- SOURCE TEXT:
•••••

DataRobot supports interpretable models, including a model blueprint, which shows the preprocessing steps that each model uses to make its conclusions. It is a useful feature for teams building models that must comply with regulatory agencies. DataRobot also has prediction explanations, which show the top variables impacting the model's outcome for each record.
Microsoft Azure's toolkit offers feature importance values for raw and engineered features, interpretability on real-world datasets at scale, during both the training and inference stages, plus interactive visualizations to find patterns within data.
All of these are, to a certain extent, intrusive. In other words, they open the black box or embed code to gather information about the models' operation. This diagram is from DARPA, illustrating the concern of tool vendors and application builders that explainability has too much impact on performance and function:
There is some contention that producers of AI apps have no real obligation to explain how their models work. Quantitative accuracy is probably incorrect, but it's only meant to describe progress in the tradeoff between model performance (quality of its output), the degree to which its operation is explainable. What do we mean by explanation? There are four identified types of explanations in the industry.

•••••

- PROVIDED RECORDS:
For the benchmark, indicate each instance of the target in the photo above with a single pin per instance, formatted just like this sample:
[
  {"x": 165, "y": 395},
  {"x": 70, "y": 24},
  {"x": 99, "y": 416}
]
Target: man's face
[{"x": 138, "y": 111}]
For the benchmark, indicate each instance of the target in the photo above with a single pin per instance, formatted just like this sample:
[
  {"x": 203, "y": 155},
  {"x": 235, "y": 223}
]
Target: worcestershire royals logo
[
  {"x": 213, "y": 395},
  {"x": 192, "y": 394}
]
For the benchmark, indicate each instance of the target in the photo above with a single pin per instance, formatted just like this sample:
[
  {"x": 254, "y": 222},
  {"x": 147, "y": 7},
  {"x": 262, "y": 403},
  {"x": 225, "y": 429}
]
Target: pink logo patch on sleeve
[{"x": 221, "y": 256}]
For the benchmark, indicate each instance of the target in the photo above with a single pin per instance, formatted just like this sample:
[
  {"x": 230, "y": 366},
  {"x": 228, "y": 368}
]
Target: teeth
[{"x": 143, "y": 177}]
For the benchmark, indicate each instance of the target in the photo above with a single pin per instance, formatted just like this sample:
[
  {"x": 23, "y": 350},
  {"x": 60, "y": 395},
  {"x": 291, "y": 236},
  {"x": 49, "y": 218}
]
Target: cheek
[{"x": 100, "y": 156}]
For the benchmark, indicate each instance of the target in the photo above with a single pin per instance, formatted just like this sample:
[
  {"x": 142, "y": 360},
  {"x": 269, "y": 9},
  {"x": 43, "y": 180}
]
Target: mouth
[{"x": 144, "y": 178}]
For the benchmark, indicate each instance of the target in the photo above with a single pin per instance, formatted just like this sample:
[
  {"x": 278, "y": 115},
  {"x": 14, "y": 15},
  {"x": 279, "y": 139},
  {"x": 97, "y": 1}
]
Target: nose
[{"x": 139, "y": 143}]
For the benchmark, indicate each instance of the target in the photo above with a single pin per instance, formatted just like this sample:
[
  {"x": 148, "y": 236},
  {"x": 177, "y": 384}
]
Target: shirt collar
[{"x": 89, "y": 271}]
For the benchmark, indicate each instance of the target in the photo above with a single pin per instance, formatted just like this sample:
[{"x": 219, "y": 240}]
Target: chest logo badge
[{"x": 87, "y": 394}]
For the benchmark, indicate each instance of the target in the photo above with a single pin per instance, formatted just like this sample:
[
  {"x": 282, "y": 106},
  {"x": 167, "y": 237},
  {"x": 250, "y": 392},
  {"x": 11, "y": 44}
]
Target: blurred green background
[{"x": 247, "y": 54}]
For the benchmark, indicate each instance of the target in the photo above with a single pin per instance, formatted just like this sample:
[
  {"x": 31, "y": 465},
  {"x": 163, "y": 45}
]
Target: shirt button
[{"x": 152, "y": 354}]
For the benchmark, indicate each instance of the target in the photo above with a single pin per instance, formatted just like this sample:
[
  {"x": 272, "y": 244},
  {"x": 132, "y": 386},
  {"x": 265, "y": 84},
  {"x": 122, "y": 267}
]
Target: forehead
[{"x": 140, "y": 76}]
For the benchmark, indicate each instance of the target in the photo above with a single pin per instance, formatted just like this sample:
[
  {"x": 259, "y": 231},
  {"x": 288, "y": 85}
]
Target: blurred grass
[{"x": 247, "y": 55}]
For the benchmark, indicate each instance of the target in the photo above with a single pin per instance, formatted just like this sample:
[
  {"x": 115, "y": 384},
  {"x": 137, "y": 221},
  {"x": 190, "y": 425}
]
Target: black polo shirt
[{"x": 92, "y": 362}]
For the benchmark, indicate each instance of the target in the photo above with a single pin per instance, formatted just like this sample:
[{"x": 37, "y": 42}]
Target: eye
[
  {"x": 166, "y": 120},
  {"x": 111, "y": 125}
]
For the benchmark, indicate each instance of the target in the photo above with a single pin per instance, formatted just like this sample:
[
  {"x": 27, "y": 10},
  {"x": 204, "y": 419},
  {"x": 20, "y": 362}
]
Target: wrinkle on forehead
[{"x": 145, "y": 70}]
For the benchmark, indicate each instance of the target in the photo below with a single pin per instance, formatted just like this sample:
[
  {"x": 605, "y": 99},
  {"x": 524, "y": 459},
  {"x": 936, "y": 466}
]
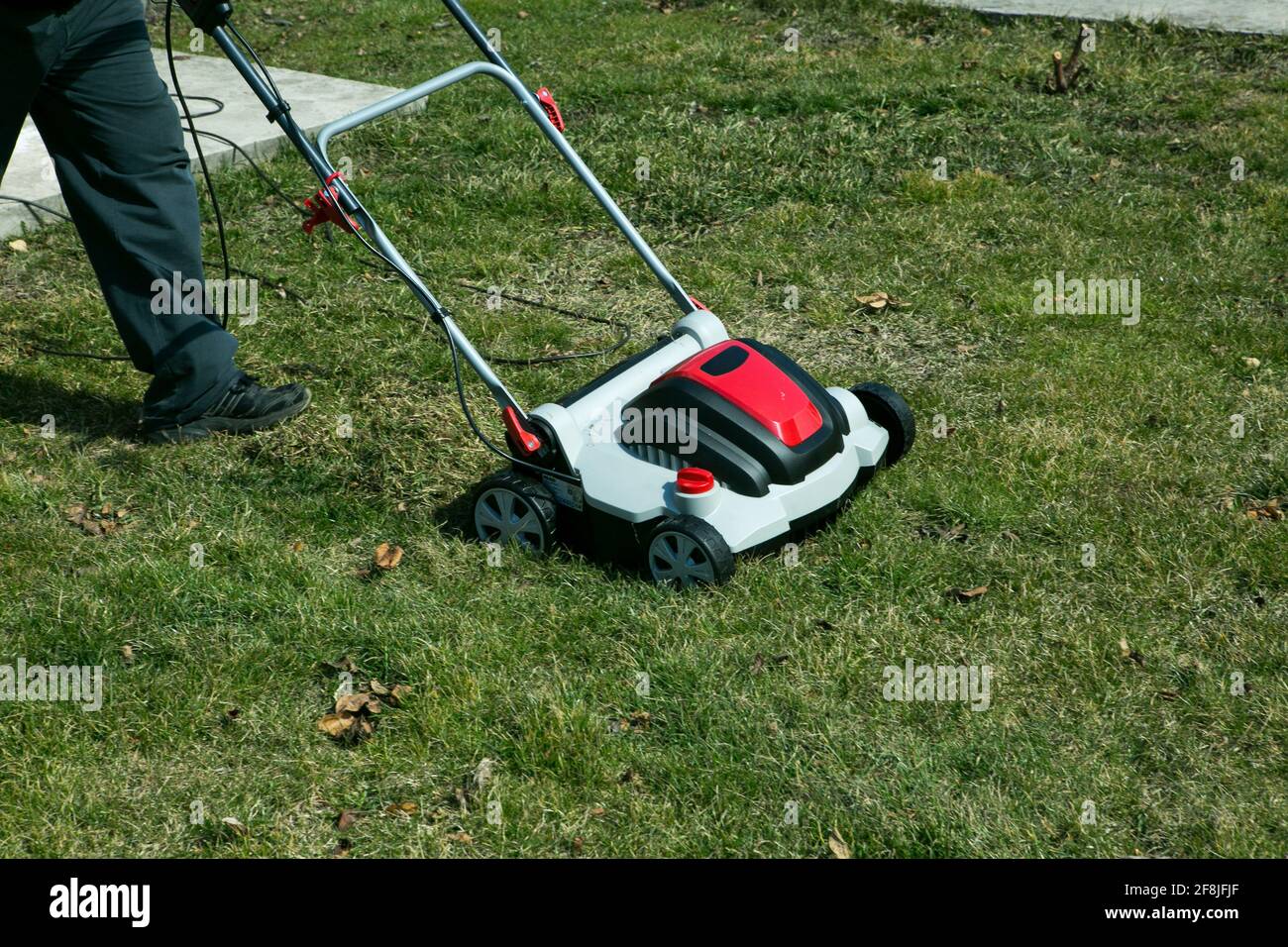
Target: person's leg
[
  {"x": 30, "y": 42},
  {"x": 114, "y": 134}
]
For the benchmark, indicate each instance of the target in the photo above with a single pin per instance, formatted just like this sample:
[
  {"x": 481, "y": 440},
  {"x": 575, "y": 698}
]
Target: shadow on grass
[{"x": 80, "y": 415}]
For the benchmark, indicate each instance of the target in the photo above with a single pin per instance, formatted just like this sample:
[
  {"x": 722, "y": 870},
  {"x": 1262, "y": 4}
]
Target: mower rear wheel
[
  {"x": 687, "y": 551},
  {"x": 510, "y": 508},
  {"x": 887, "y": 407}
]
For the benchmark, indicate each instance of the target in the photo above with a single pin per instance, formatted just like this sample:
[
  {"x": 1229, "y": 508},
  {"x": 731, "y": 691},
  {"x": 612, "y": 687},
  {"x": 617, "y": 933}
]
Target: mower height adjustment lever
[{"x": 326, "y": 208}]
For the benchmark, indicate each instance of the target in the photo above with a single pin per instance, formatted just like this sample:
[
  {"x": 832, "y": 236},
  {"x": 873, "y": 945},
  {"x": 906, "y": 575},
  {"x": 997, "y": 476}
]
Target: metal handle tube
[
  {"x": 537, "y": 114},
  {"x": 321, "y": 165},
  {"x": 471, "y": 27}
]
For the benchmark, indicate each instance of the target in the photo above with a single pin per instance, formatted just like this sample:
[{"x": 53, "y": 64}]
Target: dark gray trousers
[{"x": 84, "y": 72}]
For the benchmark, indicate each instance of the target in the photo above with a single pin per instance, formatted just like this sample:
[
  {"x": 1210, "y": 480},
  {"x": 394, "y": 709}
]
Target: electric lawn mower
[{"x": 752, "y": 449}]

•••••

- EXERCISE INSTRUCTIONS: Reproduce the entire passage above on model explainability tools, word for word.

- SOLUTION:
DataRobot supports interpretable models, including a model blueprint, which shows the preprocessing steps that each model uses to make its conclusions. It is a useful feature for teams building models that must comply with regulatory agencies. DataRobot also has prediction explanations, which show the top variables impacting the model's outcome for each record.
Microsoft Azure's toolkit offers feature importance values for raw and engineered features, interpretability on real-world datasets at scale, during both the training and inference stages, plus interactive visualizations to find patterns within data.
All of these are, to a certain extent, intrusive. In other words, they open the black box or embed code to gather information about the models' operation. This diagram is from DARPA, illustrating the concern of tool vendors and application builders that explainability has too much impact on performance and function:
There is some contention that producers of AI apps have no real obligation to explain how their models work. Quantitative accuracy is probably incorrect, but it's only meant to describe progress in the tradeoff between model performance (quality of its output), the degree to which its operation is explainable. What do we mean by explanation? There are four identified types of explanations in the industry.